__Exercise task 1__: Reproduce the stretch of the warrant excerpt from "i. Adjustment" through "requiring such adjustment.".
__Exercise task 2__: According to the warrant excerpt, how far ahead of the applicable record or effective date must the Company deliver notice to the Holder?

--- BEGIN Source ---

All calculations under this Section 3 shall be made to the nearest
cent or the nearest 1/100th of a share, as the case may be. For
purposes of this Section 3, the number of shares of Common Stock
deemed to be issued and outstanding as of a given date shall be the
sum of the number of shares of Common Stock (excluding treasury
shares, if any) issued and outstanding.
f) Notice
to Holder.
i. Adjustment
to Exercise Price. Whenever the Exercise Price is adjusted
pursuant to any provision of this Section 3, the Company shall
promptly deliver to the Holder by facsimile or email (with a copy
to the Warrant Agent) a notice setting forth the Exercise Price
after such adjustment and any resulting adjustment to the number of
Warrant Shares and setting forth a brief statement of the facts
requiring such adjustment.
21
ii. Notice
to Allow Exercise by Holder. If (A) the Company shall
declare a dividend (or any other distribution in whatever form) on
the Common Stock, (B) the Company shall declare a special
nonrecurring cash dividend on or a redemption of the Common Stock,
(C) the Company shall authorize the granting to all holders of the
Common Stock rights or warrants to subscribe for or purchase any
shares of capital stock of any class or of any rights, (D) the
approval of any stockholders of the Company shall be required in
connection with any reclassification of the Common Stock, any
consolidation or merger to which the Company is a party, any sale
or transfer of all or substantially all of the assets of the
Company, or any compulsory share exchange whereby the Common Stock
is converted into other securities, cash or property, or (E) the
Company shall authorize the voluntary or involuntary dissolution,
liquidation or winding up of the affairs of the Company, then, in
each case, the Company shall cause to be delivered by facsimile or
email to the Holder at its last facsimile number or email address
as it shall appear upon the Warrant Register of the Company, at
least 20 calendar days prior to the applicable record or effective
date hereinafter specified, a notice stating (x) the date on which
a record is to be taken for the purpose of such dividend,
distribution, redemption, rights or warrants, or if a record is not
to be taken, the date as of which the holders of the Common Stock
of record to be entitled to such dividend, distributions,
redemption, rights or warrants are to be determined or (y) the date
on which such reclassification, consolidation, merger, sale,
transfer or share exchange is expected to become effective or
close, and the date as of which it is expected that holders of the
Common Stock of record shall be entitled to exchange their shares
of the Common Stock for securities, cash or other property
deliverable upon such reclassification, consolidation, merger,
sale, transfer or share exchange; provided that the failure to
deliver such notice or any defect therein or in the delivery
thereof shall not affect the validity of the corporate action
required to be specified in such notice. To the extent that any
notice provided in this Warrant constitutes, or contains, material,
non-public information regarding the Company or any of the
Subsidiaries, the Company shall simultaneously file such notice
with the Commission pursuant to a Current Report on Form 8-K. The
Holder shall remain entitled to exercise this Warrant during the
period commencing on the date of such notice to the effective date
of the event triggering such notice except as may otherwise be
expressly set forth herein.

--- END Source ---
--- BEGIN Record set ---

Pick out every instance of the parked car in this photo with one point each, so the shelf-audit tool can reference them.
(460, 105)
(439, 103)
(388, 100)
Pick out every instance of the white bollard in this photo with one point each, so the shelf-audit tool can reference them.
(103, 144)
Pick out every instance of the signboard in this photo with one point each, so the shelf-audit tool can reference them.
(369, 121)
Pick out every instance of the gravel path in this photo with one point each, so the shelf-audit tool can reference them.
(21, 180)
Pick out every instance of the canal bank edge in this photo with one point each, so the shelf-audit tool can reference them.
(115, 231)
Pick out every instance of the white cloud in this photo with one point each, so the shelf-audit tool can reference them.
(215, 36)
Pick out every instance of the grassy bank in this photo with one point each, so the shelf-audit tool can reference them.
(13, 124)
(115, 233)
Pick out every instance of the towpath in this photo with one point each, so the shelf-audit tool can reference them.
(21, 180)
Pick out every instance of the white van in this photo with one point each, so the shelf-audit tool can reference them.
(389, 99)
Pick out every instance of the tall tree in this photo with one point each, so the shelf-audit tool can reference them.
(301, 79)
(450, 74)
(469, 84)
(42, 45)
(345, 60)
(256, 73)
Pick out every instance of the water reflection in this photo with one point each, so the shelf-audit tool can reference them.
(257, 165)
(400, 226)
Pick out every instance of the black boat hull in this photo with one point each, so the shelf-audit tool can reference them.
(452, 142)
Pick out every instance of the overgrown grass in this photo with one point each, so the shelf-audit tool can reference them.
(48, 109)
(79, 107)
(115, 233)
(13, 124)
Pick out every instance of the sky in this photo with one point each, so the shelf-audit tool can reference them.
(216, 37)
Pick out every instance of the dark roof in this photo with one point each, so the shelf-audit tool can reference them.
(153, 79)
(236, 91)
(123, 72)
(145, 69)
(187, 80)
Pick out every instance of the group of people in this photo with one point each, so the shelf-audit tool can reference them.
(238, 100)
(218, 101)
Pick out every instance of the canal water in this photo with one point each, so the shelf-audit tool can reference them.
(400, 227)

--- END Record set ---
--- BEGIN Record set ---

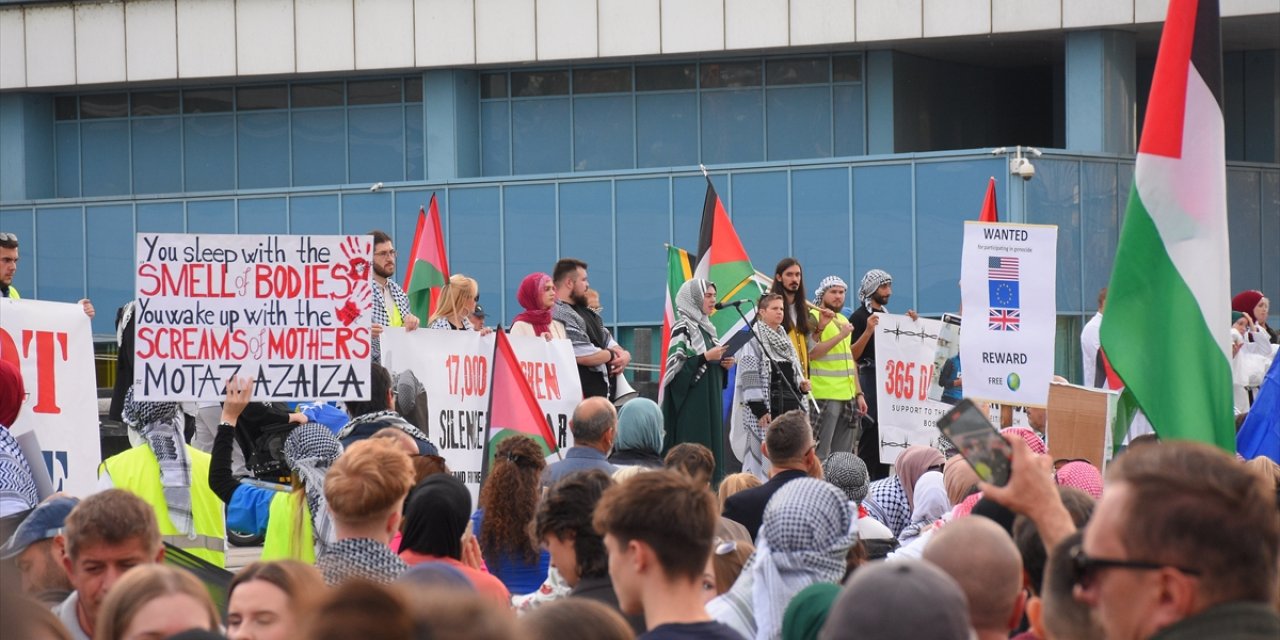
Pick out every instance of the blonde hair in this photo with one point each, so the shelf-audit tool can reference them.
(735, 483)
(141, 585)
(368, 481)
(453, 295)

--- END Record set ---
--- BEGIN Record set ---

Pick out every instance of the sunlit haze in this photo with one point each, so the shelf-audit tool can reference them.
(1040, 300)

--- END Record set ---

__Final result 1__:
i. Adjustment
to Exercise Price. Whenever the Exercise Price is adjusted
pursuant to any provision of this Section 3, the Company shall
promptly deliver to the Holder by facsimile or email (with a copy
to the Warrant Agent) a notice setting forth the Exercise Price
after such adjustment and any resulting adjustment to the number of
Warrant Shares and setting forth a brief statement of the facts
requiring such adjustment.

__Final result 2__: At least 20 calendar days prior to the applicable record or effective date.